• **Task instructions**:
Extend the forum thread below about Blake Griffin's measurements, picking up right where it stops.

*** Passage provided ***

# blake griffin : measurments not very impressive



## bootstrenf (May 24, 2006)

according to draftexpress, his official measurements:

height without shoes : 6'8.5"
height with shoes : 6'10"
weight : 248 lbs
wingspan : 6'11.25"
standing reach : 8'9"

link

not impressive, but not too dissappointing.....

i am dying to know his vertical.....from what i've seen, i would guess anywhere from 38" to 40"...


----------



## bootstrenf (May 24, 2006)

*Re: blake griffin : measurments not ver impressive*

hey qross, could you edit the title for me? i made a spelling error.......ver = very.....



thanks...


----------



## Chan Ho Nam (Jan 9, 2007)

*Re: blake griffin : measurments not ver impressive*

umm, i'm impressed, what part of it doesnt appeal? i guess his reach could be a bit higher


----------



## croco (Feb 14, 2005)

*Re: blake griffin : measurments not ver impressive*

What's not impressive about that ? 6'10 in shoes is actually taller than a lot of people expected.


----------



## bootstrenf (May 24, 2006)

*** Data provided ***

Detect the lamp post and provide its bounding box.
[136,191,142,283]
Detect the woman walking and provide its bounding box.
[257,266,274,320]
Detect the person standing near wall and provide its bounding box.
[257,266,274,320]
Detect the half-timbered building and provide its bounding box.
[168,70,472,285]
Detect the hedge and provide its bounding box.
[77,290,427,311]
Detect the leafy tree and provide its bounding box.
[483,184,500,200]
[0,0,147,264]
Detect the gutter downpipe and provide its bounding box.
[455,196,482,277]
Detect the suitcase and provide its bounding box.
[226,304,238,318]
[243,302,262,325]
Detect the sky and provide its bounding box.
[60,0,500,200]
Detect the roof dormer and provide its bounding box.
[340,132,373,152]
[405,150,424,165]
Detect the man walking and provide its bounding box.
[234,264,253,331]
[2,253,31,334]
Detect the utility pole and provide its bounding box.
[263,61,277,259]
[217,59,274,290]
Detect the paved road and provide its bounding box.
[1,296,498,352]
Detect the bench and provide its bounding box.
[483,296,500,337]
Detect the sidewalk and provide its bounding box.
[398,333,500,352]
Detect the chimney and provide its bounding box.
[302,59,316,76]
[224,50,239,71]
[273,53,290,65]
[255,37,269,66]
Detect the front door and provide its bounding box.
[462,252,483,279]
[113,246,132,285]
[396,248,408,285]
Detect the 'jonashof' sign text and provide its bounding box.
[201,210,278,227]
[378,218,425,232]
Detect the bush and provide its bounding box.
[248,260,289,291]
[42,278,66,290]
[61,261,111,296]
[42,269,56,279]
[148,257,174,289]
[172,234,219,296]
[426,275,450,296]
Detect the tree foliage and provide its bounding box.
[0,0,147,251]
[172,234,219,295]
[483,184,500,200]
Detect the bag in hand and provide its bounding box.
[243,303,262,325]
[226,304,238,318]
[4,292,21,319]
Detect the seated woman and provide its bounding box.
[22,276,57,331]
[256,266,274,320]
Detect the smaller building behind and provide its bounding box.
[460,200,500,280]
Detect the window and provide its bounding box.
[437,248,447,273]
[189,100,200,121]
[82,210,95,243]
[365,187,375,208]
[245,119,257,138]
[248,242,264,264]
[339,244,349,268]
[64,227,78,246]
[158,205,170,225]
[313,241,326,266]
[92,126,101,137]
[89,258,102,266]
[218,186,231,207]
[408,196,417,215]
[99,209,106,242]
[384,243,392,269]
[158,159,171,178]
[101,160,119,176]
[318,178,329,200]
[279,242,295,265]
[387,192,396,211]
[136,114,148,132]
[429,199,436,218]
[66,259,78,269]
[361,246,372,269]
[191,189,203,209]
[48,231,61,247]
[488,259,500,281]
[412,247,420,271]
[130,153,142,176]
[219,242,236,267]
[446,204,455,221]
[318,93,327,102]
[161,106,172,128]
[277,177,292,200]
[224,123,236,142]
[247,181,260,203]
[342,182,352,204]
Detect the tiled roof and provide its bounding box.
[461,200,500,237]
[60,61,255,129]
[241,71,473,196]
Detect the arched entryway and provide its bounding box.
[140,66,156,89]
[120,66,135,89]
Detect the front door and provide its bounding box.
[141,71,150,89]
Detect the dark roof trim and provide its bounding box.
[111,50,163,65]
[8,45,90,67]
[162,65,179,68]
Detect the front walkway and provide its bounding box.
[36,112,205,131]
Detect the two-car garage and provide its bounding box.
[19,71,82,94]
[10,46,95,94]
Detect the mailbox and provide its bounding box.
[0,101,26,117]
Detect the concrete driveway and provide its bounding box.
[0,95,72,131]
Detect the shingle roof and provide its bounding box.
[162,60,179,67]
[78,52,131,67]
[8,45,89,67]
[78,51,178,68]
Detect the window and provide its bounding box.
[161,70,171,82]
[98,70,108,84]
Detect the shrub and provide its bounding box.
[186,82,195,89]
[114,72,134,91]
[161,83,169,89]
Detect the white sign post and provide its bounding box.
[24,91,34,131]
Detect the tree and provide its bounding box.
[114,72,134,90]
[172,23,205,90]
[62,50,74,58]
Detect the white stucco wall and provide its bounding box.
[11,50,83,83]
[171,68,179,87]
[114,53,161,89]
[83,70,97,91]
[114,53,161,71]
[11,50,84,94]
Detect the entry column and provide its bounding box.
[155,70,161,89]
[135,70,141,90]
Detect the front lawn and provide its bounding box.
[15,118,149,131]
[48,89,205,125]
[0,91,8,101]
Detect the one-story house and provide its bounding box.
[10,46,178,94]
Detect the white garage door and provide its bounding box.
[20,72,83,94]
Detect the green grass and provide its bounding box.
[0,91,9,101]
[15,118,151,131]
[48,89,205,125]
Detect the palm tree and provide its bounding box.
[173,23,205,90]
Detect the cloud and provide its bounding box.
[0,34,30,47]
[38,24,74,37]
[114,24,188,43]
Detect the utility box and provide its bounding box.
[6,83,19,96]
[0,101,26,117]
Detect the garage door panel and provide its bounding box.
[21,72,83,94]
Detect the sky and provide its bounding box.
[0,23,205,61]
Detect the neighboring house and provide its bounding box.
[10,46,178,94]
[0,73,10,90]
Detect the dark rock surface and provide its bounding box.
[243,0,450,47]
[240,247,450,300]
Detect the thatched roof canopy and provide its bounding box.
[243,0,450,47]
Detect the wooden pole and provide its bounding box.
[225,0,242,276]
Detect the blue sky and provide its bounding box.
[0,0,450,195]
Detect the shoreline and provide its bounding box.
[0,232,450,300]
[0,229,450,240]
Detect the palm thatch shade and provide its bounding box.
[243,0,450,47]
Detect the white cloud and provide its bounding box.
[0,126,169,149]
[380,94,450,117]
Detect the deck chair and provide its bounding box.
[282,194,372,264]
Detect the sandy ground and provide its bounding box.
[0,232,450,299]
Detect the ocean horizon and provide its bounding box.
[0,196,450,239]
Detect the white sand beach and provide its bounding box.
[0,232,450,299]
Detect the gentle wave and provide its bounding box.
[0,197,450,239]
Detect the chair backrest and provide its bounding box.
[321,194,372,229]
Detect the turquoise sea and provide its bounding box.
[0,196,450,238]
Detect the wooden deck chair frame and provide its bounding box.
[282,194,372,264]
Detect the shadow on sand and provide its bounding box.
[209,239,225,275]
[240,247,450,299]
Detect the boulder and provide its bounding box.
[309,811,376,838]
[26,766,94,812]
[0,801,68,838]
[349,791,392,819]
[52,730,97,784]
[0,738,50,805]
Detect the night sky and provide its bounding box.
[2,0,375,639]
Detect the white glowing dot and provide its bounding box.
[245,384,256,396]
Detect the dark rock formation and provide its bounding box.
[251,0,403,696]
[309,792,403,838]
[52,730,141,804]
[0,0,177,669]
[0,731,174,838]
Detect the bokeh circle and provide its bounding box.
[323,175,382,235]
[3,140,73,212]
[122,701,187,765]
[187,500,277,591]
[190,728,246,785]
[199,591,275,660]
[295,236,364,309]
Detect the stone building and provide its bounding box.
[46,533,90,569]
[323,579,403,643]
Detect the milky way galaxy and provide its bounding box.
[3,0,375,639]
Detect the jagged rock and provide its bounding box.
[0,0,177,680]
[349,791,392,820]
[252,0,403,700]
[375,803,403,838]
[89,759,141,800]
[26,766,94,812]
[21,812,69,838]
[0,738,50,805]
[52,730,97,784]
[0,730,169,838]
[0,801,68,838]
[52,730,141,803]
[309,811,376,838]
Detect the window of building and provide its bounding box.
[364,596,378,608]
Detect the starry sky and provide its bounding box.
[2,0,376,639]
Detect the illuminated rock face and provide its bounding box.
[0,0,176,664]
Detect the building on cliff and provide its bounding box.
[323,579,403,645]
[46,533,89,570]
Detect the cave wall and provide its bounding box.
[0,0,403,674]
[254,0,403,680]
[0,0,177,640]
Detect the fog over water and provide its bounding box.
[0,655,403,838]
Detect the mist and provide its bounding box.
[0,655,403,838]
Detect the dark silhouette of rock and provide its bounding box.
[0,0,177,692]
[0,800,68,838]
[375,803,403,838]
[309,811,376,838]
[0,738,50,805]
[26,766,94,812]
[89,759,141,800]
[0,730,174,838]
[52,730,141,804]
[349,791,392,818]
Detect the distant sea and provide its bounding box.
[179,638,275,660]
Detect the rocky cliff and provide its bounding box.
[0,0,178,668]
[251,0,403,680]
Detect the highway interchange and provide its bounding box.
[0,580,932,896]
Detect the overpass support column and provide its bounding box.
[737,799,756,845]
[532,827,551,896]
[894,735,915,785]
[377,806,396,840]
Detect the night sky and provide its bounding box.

***

• **Written response**:
*Re: blake griffin : measurments not ver impressive*



chairman5 said:


> umm, i'm impressed, what part of it doesnt appeal? i guess his reach could be a bit higher




like i said, i'm not too terribly dissappointed, but look at dejaun blair for example.....

6'5.25" without shoes, 6'6.5" with shoes, with a 7'2" wingspan and 8'10.5" reach.....

so blair is right around 3 inches shorter with or without shoes than griffin, yet his wingspan is 3 inches greater than griffin.....and he has griffin in reach by a little over 1 inch.....


i know that i am nitpicking here, but we are talking about the #1 overall pick....even the smallest details need to be considered and weighted properly before a final decision is reached by the clippers.....


and we are talking about the clippers here......they need all the help they can get when it comes to drafting.....

anyone remember olowokandi, livingston(he can still turn it around), korolev(we took him over granger), bo kimble, lancaster gordon, benoit benjamin, reggie williams, charles smith, leron ellis, randy woods, terry dehere, lamond murray, darius miles, melvin ely, and chris kaman????


some might argue that kaman isn't a bust, and they're right, but i just don't like him......he puts up good numbers when he plays.......but he is injury prone, and turns the ball over at the worst times......too passive, often goes for a finess move, when a dunk would be better.....just a very low BBall IQ....


----------



## Wade2Bosh (Mar 31, 2004)

*Re: blake griffin : measurments not ver impressive*

Not surprised by the wingspan and reach. You can tell by looking at him that he doesnt have that long of arms. But 6'10 in shoes and with the vert and athleticism he has, he certainly makes up for it.


----------



## HB (May 1, 2004)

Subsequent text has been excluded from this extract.